*DIRECTION:* Can you pull out every line in the records below that contains the word "clover"?

*EXTRACTED DATA:*
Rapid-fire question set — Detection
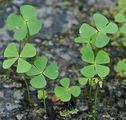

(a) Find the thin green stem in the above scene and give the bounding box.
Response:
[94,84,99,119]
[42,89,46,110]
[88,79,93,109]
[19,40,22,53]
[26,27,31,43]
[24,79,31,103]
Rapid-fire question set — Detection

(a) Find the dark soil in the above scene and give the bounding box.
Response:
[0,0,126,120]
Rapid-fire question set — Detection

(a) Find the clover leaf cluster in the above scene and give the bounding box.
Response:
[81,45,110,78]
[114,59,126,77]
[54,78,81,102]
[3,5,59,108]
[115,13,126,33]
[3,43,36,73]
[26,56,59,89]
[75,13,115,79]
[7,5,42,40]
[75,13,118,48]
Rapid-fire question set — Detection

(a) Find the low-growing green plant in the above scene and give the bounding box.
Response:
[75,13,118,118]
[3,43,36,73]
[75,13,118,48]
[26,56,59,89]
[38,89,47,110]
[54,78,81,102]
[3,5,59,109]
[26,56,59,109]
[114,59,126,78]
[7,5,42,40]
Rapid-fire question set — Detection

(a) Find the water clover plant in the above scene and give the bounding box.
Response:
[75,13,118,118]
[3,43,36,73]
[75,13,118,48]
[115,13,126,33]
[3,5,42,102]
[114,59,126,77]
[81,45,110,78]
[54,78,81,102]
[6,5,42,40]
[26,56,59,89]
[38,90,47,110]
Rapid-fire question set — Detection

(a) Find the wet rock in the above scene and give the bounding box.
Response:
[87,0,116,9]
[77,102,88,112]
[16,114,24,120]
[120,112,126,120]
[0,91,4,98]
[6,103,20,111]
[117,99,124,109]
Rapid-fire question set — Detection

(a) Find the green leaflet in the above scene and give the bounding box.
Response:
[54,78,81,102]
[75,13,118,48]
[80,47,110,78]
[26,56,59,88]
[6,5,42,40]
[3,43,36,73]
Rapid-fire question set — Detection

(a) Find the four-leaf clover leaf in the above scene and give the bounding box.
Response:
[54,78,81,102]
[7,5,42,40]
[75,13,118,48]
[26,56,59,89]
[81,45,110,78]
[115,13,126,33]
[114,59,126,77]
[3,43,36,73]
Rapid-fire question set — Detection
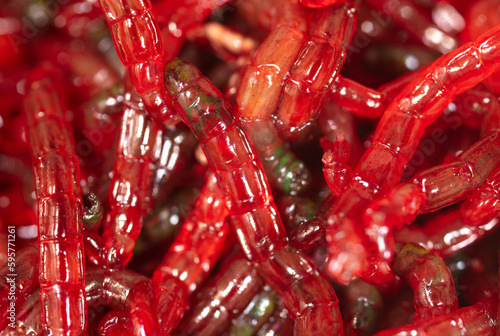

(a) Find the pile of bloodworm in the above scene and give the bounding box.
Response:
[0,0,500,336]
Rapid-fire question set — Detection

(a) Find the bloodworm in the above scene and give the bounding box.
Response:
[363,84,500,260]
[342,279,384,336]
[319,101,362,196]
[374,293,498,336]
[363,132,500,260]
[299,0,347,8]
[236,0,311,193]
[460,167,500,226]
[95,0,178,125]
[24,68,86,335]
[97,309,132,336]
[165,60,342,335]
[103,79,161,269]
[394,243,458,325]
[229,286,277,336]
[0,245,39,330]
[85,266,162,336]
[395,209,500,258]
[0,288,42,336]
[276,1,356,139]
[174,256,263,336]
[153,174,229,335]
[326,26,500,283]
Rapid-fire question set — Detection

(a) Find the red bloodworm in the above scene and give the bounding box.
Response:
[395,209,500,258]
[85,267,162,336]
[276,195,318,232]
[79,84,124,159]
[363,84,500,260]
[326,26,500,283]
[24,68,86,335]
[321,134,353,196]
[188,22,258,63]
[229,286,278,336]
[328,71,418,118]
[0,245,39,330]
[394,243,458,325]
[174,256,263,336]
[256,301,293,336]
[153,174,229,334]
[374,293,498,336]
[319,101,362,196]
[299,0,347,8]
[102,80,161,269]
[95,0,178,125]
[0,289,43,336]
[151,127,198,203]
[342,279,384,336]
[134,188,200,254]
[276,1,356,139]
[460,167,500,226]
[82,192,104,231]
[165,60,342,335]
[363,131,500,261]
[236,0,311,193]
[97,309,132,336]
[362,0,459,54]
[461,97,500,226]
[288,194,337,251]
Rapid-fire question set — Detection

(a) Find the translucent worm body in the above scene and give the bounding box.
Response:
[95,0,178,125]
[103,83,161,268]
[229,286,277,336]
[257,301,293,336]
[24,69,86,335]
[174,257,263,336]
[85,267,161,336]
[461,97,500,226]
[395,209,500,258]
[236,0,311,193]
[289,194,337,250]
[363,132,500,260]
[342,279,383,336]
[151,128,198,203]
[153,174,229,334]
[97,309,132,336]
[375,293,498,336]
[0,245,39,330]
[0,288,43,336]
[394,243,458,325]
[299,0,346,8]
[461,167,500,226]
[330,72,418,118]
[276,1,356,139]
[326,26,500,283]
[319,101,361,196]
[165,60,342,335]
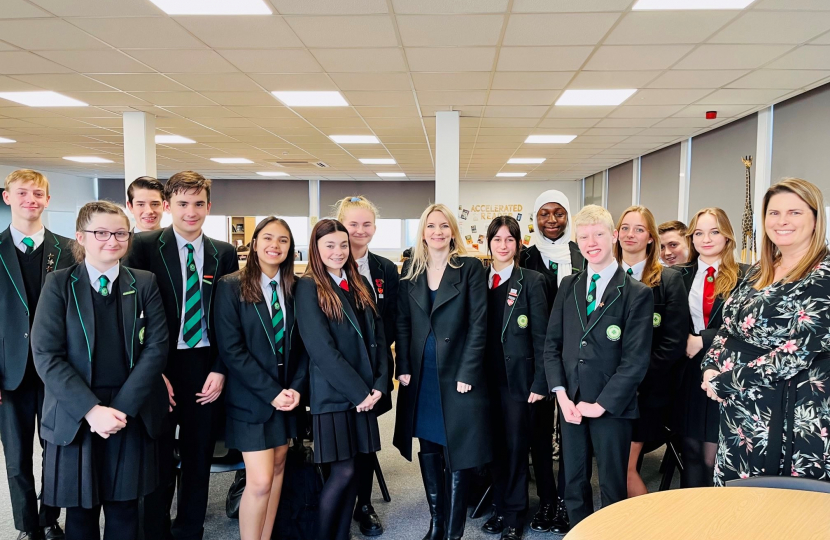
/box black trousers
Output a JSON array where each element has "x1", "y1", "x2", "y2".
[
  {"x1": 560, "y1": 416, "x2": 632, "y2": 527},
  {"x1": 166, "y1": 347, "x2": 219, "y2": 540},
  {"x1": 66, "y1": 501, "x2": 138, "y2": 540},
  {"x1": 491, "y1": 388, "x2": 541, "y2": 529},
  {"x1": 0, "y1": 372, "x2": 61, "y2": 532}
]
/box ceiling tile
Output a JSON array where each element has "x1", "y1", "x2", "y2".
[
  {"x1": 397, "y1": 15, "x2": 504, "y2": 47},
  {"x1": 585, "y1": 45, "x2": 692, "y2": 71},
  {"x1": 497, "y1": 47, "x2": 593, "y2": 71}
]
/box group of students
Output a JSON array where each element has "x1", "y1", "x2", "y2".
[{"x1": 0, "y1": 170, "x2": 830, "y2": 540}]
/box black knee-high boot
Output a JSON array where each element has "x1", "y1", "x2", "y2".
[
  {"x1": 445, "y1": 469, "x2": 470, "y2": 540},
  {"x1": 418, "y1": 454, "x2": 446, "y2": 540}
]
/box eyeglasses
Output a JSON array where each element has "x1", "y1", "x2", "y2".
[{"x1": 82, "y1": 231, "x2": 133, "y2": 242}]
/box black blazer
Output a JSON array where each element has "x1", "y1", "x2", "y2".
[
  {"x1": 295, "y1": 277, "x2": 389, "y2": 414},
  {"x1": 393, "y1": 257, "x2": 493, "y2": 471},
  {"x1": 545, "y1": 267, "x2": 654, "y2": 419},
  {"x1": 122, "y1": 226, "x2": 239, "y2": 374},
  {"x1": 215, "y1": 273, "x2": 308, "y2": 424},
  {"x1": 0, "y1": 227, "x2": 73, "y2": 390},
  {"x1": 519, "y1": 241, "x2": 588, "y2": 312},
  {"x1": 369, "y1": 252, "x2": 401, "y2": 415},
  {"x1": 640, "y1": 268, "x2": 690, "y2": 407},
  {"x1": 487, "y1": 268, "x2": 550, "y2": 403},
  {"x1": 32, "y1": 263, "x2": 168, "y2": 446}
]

---

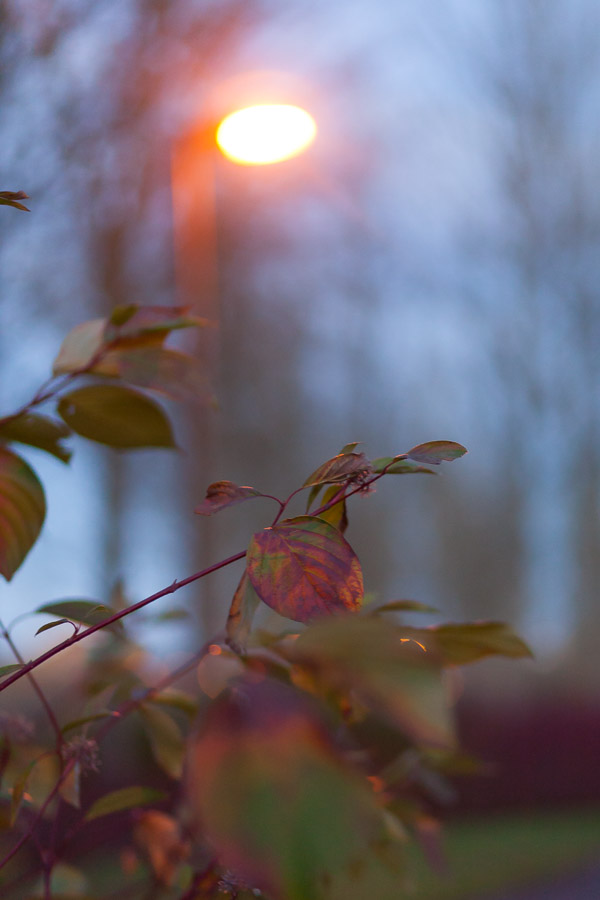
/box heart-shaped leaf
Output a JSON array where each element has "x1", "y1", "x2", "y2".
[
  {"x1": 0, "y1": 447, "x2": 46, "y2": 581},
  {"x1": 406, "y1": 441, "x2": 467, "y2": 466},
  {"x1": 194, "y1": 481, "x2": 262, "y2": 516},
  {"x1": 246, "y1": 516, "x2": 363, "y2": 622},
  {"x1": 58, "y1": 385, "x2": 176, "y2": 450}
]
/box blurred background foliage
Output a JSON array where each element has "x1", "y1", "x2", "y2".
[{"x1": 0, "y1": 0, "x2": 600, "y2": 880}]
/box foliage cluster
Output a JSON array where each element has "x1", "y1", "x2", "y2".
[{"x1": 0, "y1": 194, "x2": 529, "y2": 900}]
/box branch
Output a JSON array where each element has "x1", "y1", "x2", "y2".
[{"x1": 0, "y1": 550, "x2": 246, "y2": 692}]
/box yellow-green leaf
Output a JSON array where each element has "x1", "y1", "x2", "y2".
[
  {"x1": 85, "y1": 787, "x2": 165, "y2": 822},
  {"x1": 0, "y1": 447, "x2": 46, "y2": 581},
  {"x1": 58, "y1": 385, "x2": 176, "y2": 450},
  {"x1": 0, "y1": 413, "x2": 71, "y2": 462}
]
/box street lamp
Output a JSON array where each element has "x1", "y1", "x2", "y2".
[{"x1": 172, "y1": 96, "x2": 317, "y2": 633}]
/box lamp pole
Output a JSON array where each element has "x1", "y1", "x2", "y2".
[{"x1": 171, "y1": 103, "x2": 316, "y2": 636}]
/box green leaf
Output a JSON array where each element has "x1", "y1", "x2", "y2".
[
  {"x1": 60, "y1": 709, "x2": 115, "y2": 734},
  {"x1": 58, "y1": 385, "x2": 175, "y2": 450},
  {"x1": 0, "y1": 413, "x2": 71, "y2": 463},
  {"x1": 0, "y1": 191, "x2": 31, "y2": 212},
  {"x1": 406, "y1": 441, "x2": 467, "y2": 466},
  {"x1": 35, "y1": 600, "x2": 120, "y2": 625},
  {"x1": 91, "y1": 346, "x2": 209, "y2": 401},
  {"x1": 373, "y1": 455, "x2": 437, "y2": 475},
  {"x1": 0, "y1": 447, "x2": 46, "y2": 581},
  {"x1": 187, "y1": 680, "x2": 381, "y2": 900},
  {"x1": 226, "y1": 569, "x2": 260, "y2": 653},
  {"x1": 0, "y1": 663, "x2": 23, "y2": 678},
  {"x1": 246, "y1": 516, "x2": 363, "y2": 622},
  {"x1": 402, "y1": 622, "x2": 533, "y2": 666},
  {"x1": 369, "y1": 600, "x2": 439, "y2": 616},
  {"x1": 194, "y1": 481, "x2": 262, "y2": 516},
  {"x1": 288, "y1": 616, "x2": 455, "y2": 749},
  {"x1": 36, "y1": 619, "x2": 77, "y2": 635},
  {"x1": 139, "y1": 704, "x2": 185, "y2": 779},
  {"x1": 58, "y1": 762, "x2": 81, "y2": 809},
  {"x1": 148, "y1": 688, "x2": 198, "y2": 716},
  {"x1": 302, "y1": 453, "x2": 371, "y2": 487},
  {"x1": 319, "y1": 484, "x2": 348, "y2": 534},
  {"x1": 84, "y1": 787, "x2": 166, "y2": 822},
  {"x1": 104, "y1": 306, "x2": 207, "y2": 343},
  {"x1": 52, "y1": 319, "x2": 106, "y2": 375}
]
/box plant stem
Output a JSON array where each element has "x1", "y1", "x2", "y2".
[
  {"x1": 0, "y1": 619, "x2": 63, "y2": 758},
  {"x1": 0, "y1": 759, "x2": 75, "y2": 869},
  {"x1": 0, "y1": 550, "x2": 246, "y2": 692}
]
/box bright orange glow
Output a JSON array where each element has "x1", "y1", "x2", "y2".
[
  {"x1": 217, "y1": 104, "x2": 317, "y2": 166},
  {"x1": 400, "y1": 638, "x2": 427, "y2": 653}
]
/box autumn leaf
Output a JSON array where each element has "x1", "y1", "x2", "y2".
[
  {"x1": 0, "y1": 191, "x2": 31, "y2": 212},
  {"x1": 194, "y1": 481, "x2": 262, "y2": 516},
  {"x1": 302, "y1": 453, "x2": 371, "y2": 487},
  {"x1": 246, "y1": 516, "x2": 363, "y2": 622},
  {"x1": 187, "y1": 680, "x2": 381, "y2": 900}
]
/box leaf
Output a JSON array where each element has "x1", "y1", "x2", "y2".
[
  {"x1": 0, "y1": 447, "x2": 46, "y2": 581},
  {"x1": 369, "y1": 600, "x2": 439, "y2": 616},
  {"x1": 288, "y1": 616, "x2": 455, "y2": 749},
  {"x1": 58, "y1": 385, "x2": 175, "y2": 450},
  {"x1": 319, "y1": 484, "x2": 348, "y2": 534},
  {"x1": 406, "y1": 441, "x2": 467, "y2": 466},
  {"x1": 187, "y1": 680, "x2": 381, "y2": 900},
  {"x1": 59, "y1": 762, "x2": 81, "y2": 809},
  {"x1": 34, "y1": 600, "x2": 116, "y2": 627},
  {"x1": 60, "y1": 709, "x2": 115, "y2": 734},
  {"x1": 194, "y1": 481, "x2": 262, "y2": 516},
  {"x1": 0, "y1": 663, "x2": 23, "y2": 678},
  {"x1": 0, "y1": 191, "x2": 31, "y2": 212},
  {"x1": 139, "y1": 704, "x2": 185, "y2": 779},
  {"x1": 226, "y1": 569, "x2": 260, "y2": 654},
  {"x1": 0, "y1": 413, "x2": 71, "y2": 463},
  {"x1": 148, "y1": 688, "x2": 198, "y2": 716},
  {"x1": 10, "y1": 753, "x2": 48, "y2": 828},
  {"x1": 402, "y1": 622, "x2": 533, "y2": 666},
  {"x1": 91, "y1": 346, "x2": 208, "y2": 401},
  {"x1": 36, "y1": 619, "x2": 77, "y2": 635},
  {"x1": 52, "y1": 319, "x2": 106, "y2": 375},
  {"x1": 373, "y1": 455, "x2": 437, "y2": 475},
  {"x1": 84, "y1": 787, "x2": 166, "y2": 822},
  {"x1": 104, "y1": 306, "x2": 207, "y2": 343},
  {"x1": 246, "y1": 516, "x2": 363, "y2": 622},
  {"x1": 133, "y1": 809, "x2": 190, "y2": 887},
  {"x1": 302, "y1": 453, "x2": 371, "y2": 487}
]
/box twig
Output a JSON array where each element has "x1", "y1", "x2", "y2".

*SOLUTION:*
(a) Find the clover leaf cluster in the above scene and give the bounding box.
(a) Find the water clover plant in the above scene and give the bounding box.
(a) Find the four-leaf clover leaf in the above scene and give the bounding box.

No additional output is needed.